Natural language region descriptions
**********

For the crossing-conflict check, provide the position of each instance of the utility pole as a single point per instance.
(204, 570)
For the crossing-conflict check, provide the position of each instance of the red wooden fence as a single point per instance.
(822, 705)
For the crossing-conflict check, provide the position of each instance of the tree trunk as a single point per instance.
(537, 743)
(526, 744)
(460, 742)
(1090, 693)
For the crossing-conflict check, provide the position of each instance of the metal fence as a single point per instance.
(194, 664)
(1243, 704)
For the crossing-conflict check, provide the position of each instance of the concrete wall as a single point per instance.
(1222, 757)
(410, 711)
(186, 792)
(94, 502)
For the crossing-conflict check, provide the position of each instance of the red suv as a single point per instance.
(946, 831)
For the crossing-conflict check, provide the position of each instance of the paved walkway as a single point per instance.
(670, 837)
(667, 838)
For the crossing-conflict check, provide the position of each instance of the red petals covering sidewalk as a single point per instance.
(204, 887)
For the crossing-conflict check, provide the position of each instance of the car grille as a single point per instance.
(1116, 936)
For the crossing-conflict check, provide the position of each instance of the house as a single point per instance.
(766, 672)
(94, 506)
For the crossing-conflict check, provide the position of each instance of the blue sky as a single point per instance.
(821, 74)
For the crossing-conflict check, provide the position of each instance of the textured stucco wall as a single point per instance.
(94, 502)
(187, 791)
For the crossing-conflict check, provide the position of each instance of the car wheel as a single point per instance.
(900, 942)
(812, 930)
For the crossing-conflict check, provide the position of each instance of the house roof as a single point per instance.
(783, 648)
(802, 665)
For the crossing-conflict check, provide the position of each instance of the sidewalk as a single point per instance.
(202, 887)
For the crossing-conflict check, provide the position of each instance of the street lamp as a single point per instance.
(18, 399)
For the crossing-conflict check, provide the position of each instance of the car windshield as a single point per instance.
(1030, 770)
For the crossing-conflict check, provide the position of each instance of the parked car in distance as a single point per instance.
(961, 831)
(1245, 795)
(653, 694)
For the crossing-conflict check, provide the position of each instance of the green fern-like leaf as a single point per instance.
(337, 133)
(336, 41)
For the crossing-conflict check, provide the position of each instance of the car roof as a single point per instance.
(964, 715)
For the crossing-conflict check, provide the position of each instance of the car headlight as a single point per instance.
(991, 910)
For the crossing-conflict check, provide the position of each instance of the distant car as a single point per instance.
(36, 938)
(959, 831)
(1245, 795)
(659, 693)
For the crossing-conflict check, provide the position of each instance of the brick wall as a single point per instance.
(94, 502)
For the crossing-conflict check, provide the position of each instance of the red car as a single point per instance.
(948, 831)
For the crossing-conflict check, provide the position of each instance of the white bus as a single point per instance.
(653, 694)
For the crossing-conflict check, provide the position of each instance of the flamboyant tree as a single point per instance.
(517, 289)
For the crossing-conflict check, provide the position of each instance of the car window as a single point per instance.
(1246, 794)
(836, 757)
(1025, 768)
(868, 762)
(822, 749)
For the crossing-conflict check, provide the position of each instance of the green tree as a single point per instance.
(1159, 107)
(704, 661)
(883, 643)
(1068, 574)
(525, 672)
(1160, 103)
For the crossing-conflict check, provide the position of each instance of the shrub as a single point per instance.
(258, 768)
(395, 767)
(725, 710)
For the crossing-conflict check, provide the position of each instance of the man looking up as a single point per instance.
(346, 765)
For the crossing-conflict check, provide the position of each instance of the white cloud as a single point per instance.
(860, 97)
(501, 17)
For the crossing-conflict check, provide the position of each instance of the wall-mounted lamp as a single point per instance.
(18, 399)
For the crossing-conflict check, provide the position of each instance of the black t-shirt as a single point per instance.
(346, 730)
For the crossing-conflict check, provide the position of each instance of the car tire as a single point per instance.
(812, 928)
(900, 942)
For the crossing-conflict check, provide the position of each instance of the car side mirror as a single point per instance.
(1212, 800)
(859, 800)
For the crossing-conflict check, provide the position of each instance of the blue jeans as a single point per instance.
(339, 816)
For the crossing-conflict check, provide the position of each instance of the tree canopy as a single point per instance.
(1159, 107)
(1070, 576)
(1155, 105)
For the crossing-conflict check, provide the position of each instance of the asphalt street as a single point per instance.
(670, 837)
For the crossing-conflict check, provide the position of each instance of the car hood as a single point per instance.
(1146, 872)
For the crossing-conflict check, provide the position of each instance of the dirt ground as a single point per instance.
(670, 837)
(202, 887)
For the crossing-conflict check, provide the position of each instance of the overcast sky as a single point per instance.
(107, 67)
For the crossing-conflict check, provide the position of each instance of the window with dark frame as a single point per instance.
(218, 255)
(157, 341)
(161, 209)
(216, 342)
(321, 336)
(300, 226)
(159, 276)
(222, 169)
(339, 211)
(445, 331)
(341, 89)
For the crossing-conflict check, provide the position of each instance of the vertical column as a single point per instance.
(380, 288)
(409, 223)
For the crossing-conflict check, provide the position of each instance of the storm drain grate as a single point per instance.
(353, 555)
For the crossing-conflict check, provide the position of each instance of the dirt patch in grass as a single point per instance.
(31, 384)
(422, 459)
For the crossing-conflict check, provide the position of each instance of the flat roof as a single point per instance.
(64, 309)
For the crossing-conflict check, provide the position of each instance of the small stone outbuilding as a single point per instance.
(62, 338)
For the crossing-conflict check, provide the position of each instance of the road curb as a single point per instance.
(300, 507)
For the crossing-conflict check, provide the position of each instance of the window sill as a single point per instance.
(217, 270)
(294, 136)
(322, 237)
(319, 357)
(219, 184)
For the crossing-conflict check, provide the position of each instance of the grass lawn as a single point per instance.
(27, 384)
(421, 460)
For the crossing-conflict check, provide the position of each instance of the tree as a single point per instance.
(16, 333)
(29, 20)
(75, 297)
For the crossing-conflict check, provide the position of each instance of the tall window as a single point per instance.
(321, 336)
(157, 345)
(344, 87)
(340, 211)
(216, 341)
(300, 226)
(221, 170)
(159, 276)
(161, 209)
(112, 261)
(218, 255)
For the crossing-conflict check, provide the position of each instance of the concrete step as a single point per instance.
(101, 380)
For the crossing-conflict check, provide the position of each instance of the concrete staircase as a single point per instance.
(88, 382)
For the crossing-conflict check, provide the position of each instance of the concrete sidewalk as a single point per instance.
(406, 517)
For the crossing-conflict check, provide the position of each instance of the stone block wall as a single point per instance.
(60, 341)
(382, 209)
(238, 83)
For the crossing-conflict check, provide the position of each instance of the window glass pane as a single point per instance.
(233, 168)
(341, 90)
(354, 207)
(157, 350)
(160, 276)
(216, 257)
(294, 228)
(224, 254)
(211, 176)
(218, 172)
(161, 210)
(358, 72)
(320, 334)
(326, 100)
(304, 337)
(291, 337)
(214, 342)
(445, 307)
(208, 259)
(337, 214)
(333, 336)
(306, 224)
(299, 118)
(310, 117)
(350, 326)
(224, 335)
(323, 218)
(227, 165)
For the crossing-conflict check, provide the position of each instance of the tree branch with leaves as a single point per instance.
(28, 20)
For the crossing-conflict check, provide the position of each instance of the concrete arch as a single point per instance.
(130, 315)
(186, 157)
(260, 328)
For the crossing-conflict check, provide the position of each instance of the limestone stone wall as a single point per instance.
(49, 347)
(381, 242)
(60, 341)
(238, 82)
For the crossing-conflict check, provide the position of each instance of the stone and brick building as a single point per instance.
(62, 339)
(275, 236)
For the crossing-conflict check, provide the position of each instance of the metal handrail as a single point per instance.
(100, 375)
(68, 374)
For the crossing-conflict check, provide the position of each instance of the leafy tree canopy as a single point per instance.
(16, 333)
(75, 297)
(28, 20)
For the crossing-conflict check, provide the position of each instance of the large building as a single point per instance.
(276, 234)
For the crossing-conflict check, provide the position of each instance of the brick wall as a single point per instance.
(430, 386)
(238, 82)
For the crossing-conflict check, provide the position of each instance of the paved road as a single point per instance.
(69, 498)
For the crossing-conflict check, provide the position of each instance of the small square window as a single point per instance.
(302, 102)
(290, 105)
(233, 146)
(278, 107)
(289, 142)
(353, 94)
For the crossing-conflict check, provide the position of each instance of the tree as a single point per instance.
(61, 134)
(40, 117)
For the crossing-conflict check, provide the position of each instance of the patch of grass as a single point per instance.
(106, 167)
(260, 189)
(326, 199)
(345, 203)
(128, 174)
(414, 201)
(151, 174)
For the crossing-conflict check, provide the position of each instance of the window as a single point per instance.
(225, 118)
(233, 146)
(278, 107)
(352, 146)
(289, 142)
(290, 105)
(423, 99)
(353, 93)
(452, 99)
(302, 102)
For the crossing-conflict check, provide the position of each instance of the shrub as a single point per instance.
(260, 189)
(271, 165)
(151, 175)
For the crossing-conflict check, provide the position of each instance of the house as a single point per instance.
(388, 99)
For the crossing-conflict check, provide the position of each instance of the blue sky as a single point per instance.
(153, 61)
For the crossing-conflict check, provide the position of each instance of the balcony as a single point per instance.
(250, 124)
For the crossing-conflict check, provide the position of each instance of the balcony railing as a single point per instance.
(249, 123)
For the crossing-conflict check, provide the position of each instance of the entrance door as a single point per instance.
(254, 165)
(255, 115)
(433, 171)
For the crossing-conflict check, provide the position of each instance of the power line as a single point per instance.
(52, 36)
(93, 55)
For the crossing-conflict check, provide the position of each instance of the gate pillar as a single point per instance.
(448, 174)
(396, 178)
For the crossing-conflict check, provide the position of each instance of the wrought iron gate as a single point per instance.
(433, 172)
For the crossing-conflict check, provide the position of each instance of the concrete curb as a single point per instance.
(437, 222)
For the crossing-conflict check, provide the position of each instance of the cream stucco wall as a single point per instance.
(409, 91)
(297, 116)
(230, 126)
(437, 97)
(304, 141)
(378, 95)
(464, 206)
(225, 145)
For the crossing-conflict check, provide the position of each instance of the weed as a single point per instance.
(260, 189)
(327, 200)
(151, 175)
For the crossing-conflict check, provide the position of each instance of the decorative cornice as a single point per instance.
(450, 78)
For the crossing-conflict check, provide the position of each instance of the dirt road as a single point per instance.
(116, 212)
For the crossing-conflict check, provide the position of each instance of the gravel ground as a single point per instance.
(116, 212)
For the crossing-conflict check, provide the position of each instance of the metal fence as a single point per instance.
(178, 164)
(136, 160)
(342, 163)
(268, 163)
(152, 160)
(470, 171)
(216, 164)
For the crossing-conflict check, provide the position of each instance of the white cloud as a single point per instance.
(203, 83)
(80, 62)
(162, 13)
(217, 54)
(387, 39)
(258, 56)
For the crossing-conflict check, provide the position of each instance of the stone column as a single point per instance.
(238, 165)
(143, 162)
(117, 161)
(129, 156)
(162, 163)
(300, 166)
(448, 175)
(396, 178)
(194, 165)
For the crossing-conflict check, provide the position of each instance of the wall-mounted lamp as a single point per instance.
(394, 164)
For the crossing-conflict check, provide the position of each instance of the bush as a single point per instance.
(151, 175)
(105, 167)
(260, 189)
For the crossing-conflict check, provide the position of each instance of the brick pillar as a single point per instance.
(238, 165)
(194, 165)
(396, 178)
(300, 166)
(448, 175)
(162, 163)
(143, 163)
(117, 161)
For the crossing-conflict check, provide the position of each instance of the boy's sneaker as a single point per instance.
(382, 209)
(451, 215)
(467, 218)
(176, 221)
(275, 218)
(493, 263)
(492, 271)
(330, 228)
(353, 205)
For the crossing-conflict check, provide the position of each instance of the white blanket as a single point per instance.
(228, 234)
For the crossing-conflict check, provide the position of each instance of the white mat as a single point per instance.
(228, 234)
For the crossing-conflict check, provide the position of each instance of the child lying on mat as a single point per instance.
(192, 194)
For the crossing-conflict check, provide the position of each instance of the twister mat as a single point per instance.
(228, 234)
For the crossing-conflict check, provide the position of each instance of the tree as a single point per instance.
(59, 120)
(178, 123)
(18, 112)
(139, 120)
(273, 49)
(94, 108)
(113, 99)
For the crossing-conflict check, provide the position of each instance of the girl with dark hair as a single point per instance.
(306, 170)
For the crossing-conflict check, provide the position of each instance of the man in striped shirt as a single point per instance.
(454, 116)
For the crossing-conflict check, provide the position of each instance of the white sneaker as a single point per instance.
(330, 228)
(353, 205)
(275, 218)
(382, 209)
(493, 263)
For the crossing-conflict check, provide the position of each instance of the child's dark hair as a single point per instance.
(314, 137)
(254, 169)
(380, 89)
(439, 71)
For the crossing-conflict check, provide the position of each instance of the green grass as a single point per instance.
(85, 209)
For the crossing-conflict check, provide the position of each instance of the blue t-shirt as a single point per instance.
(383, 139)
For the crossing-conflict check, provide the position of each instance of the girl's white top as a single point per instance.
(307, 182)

**********

What the task requires → Beginning at the line that holds "twister mat as a single point per instance.", write out word for word each line through the end of the records.

Solved problem →
For the crossing-conflict check, provide the position of each instance of the twister mat as a single point per instance.
(228, 234)
For the crossing-conflict check, provide the position of each instance of the tree as a single point per instance.
(59, 120)
(178, 123)
(18, 112)
(139, 120)
(273, 49)
(94, 108)
(113, 99)
For the crossing-conflict check, provide the position of each instance of the girl with dark hair as a single point per instance.
(306, 170)
For the crossing-conflict check, provide the position of each instance of the man in striped shirt as a single point per instance.
(454, 116)
For the crossing-conflict check, provide the position of each instance of the white sneaker as a single point per instance.
(330, 228)
(353, 205)
(275, 218)
(382, 209)
(493, 263)
For the crossing-conflict check, provide the position of each instance of the child's dark hair as a single point per instance.
(314, 137)
(254, 169)
(380, 89)
(439, 71)
For the crossing-conflict check, provide the position of each instance of the green grass as a single point per instance.
(85, 209)
For the crossing-conflict check, provide the position of each instance of the blue t-shirt as a single point per instance.
(383, 139)
For the crossing-conflict check, provide the position of each instance of the girl's white top as a single point per instance.
(307, 182)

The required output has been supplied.